===== Textauszug =====

Mein persönliches Fazit:

  1. Klimaschutz und Biodiversität gehören untrennbar zusammen. Es ist eine Interaktion zwischen CO2 und Artenvielfalt, denn die negativen Effekte des Klimawandels und der damit verbundene Biodiversitätsverlust könnten irreversibel sein. Das ist leider noch nicht allen bewusst und ich finde, dass wir gemeinsam, Policymaker (Entscheidungsträgern) und Wirtschaftswelt dieses Thema jetzt verstärkt in den Fokus rücken sollten.
  2. „Es gibt keinen sicheren Weg zum Erfolg, aber einen sicheren Weg zum Misserfolg: Es allen recht machen zu wollen.“ (Zitat Platon). Das heißt, es ist wichtiger jetzt zu beginnen - mit aller Unterschiedlichkeit und auf verschiedenen Wegen, als aufgrund unvollständiger Regulatorik, diffuser „Sustainable Financial Language“ oder sonstigen individuellen Begründungen erst gar nicht zu starten. Eine gute und fundierte Nachhaltigkeitsanalyse ernst zu nehmen und ESG-Risiken, beginnend mit Klima und Biodiversität, ins Risikomanagement einzubeziehen, könnten erste Schritte sein.

===== Gespeicherte Daten =====

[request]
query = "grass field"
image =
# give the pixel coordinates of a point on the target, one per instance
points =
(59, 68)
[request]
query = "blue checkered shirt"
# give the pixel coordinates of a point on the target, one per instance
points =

=====

• Übungsaufgaben:
**a.** Beantworten Sie anhand des Textauszugs zu Klimaschutz und Biodiversität die folgenden Fragen:
(i) Welche zwei Bereiche gehören laut dem Textauszug untrennbar zusammen?
(ii) Wem wird das Zitat im zweiten Punkt zugeschrieben?
(iii) Welche Risiken sollen in das Risikomanagement einbezogen werden, und mit welchen Themen soll dabei begonnen werden?
**b.** Setzen Sie den Textauszug zu Klimaschutz und Biodiversität im Anschluss an seinen letzten Satz fort.

• Lösungen:
**a.**
(i) Klimaschutz und Biodiversität
(ii) Platon
(iii) ESG-Risiken, beginnend mit Klima und Biodiversität

**b.**
Abschließend fällt mir dazu noch folgender Vergleich ein: Die Haut ist viel empfindlicher, als wir meinten, und als Hauptursache für die Entstehung von Hautkrebs werden vor allem die intensive Sonnenbestrahlung und Sonnenbrände angesehen, die weit zurück in der Kindheit liegen. Frühzeitiger Schutz ist die beste Prävention; das wurde uns erfolgreich vermittelt. Bei der Natur ist es ähnlich, die Ursachen liegen oft lange zurück. Unsere Chance liegt in der gemeinsamen Akzeptanz und Aktionen zum Schutz des Naturkapitals.
Ich bin bestärkt darin, dass es noch NICHT zu spät ist und „Angstszenarien“ nicht zum Ziel führen.

Ist uns das Thema tatsächlich wichtig? Warum starten wir dann nicht sofort und gemeinsam mit einer begeisternden Themenkampagne, in kleinen, humorvollen Sketchen mit dem Ohrwurm: „Weil wir EUCH brauchen“? Wie lange diese Kampagne laufen, angepasst oder weiterentwickelt werden sollte, zeigen dann die Kennzahlen zur Bekanntheit dieser „Werbebotschaft“.